## Your goal
Count the lines in the rows below that contain the word "window", and give only that number.
::::::::::
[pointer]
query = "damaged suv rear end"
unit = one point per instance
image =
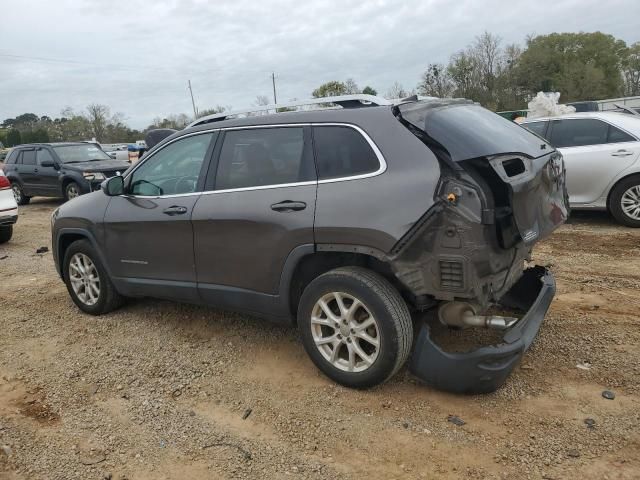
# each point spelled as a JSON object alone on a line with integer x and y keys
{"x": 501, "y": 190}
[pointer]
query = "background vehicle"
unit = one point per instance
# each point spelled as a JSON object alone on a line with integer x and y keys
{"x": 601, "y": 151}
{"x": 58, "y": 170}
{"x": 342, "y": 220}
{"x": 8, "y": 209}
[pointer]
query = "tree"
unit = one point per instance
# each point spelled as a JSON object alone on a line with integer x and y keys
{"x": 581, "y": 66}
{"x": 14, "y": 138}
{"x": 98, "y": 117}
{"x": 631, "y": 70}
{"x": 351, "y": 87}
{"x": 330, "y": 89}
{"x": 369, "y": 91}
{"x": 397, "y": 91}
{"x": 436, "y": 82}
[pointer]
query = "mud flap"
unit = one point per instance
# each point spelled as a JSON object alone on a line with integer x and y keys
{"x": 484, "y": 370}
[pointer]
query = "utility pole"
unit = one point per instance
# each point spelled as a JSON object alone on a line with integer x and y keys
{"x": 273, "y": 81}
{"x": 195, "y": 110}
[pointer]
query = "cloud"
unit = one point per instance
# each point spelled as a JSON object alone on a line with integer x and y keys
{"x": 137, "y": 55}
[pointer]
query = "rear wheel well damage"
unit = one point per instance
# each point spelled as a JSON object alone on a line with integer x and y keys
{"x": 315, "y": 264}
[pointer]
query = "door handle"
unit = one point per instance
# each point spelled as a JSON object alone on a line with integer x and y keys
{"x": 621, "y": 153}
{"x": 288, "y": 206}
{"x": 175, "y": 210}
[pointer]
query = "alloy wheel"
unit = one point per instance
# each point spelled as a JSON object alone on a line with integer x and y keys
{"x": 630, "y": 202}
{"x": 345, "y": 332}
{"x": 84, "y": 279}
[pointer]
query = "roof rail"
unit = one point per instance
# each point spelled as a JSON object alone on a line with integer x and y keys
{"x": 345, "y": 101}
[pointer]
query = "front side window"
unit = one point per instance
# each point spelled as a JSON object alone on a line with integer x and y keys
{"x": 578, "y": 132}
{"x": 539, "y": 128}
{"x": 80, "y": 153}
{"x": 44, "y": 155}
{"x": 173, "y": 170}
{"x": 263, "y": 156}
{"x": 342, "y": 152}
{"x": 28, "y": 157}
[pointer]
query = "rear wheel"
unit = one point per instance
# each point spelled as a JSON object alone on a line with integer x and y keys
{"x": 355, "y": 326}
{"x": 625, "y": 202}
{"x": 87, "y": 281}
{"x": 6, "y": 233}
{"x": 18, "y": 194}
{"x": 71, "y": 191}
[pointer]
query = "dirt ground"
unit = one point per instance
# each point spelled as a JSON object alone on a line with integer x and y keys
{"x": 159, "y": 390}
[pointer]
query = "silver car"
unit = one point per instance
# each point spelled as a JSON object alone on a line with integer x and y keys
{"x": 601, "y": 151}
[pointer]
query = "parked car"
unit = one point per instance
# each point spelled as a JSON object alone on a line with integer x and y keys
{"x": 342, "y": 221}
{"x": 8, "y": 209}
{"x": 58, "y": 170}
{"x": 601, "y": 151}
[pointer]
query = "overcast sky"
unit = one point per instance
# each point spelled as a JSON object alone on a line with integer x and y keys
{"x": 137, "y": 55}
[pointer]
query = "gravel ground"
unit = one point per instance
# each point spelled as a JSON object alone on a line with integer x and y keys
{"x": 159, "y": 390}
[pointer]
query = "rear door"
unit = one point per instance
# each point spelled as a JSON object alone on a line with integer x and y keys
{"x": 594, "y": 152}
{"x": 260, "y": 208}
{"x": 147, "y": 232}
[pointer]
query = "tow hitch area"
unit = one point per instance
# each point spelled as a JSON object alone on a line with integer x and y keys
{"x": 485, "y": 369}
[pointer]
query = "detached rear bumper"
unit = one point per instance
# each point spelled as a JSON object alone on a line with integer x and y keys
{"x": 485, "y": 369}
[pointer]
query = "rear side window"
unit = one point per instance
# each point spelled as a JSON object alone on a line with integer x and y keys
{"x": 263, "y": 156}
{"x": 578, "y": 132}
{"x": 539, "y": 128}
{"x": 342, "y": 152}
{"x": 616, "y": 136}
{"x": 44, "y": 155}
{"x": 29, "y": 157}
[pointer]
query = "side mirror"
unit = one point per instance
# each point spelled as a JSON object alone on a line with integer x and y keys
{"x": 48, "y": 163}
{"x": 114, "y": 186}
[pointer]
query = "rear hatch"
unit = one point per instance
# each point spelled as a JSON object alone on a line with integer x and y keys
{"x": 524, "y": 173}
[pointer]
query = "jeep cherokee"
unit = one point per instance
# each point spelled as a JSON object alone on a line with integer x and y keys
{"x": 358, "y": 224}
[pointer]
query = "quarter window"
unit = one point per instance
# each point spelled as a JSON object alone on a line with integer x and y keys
::::::::::
## Solution for this problem
3